• [About this task]: With no line omitted, restate the records below exactly as they appear.

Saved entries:

****************************************

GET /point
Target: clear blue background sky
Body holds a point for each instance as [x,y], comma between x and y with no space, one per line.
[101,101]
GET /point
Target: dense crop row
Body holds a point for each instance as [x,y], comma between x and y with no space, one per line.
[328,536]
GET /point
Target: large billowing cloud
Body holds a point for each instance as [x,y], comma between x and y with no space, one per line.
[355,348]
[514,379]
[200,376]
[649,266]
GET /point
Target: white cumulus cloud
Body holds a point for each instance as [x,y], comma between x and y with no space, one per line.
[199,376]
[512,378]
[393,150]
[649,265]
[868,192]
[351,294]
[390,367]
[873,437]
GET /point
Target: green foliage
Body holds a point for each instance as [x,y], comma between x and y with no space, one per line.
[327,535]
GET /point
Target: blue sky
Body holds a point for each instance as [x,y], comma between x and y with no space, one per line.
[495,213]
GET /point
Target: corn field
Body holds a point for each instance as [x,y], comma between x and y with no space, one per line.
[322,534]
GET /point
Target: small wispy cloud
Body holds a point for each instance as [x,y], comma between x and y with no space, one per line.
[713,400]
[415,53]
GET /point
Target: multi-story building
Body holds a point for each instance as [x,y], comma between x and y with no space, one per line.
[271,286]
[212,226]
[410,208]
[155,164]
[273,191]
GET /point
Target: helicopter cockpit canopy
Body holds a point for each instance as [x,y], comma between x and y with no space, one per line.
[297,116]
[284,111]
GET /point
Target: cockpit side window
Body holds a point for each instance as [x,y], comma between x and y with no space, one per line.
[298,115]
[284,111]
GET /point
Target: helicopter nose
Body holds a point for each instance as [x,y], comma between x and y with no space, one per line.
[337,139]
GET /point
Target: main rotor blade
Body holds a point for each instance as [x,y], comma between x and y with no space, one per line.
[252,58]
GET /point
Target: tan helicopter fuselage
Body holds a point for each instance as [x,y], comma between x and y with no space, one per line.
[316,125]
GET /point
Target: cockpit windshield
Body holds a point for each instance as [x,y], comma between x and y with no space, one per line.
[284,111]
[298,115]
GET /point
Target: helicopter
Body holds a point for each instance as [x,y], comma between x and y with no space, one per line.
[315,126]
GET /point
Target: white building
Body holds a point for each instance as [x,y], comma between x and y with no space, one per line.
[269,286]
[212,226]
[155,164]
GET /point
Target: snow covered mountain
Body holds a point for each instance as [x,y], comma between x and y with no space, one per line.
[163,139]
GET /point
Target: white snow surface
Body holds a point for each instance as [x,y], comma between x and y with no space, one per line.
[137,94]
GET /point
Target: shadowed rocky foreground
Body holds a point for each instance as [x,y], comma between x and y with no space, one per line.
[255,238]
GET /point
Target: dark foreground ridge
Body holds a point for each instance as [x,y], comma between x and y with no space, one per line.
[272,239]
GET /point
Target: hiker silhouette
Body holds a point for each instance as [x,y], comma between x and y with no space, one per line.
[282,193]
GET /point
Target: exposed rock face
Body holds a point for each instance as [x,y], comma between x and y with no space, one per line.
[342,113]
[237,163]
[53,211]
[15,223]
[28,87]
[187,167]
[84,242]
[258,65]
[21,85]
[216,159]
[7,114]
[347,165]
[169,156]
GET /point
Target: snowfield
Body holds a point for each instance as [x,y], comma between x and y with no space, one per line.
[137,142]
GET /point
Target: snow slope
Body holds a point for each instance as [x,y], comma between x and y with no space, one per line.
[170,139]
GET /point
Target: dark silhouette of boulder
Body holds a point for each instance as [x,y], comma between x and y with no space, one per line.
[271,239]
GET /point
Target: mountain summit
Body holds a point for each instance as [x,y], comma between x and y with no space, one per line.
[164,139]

****************************************

• [Written response]:
GET /point
Target: clear blue background sky
Body holds a point for each instance as [x,y], comma between x and y with no space, one per line.
[101,101]
GET /point
Target: dense crop row
Body holds a point for each instance as [x,y], comma between x and y with no space, one per line.
[328,536]
GET /point
Target: large billowing cloud
Body holds a point for each instance as [x,y], comma between x and y with no space, one per line.
[355,348]
[514,379]
[200,376]
[649,266]
GET /point
Target: white cumulus cloud
Body holds a point for each instance as [x,y], comma between x and y with no space, one per line.
[199,376]
[512,378]
[393,150]
[649,265]
[868,192]
[351,294]
[390,367]
[873,437]
GET /point
Target: green foliage
Body holds a point for each instance as [x,y], comma between x and y with no space, one per line.
[327,535]
GET /point
Target: blue sky
Body holds a point for each instance as [x,y], comma between x and y with no space, one per line.
[495,213]
GET /point
Target: corn field
Body holds a point for each instance as [x,y], comma between x and y with no space, one per line.
[322,534]
GET /point
Target: small wispy cloud
Body holds a point for each instance as [x,y], comma between x and y with no space, one per line.
[713,400]
[415,53]
GET /point
Target: multi-story building
Body holds a point for each instance as [x,y], comma between x and y with no space, one per line.
[271,286]
[212,226]
[410,208]
[155,164]
[273,191]
GET /point
Target: helicopter cockpit canopy
Body holds a point for each instance as [x,y], comma between x and y with no space, one per line.
[297,116]
[284,111]
GET /point
Target: cockpit side window
Body holds a point for each instance as [x,y], comma between x and y with no space, one per line.
[298,115]
[284,111]
GET /point
Target: helicopter nose
Body holds a point for each instance as [x,y], comma between x and y with no space, one per line.
[337,139]
GET /point
Target: main rotor blade
Body holds a point for each instance as [x,y], comma between x and y with no space, one per line.
[252,58]
GET /point
Target: tan helicopter fuselage
Body holds a point for each instance as [x,y], comma between x and y with no space, one per line.
[316,125]
GET /point
Target: cockpit windshield
Body holds a point for each instance as [x,y], comma between x and y with no space, one per line.
[284,111]
[298,115]
GET /point
Target: helicopter
Body holds a point for each instance as [x,y], comma between x and y with no space, one per line.
[315,126]
GET /point
Target: white building
Body holds a point for each instance as [x,y], comma between x and y with no space, one per line.
[269,286]
[212,226]
[155,164]
GET /point
Target: snow covered mountain
Body holds a point for each instance as [x,y], comma between x and y with no space, one per line.
[163,139]
GET /point
Target: white snow surface
Body holds a point for each instance as [x,y], comma between x and y with no space, one per line.
[137,94]
GET /point
Target: shadowed rocky foreground
Body holds a point for each instance as [x,y], comma between x and y with no space, one per line.
[255,238]
GET /point
Target: dark foreground ridge
Body holds a point for each instance as [x,y], comma between x and y with no space, one per line.
[272,239]
GET /point
Target: hiker silhouette
Body holds a point for each instance as [x,y], comma between x and y with no space, one per line.
[282,193]
GET /point
Target: exposed rock face
Body holds a point for each instance as [x,y], comma between x and y with no space, one per line.
[342,113]
[237,163]
[53,211]
[15,223]
[28,87]
[187,167]
[84,242]
[258,65]
[21,85]
[216,159]
[7,114]
[347,165]
[169,156]
GET /point
Target: snowfield
Body holds a point for each instance as [x,y], comma between x and y with no space, one per line.
[137,142]
GET /point
Target: snow slope
Body holds a point for each instance as [x,y], comma between x and y with no space, one per line.
[170,139]
GET /point
Target: dark silhouette of boulder
Body holds a point for each instance as [x,y], comma between x and y with no space, one per line.
[271,239]
GET /point
Target: mountain summit
Body holds a point for each instance as [x,y], comma between x and y with no space, one per line.
[164,139]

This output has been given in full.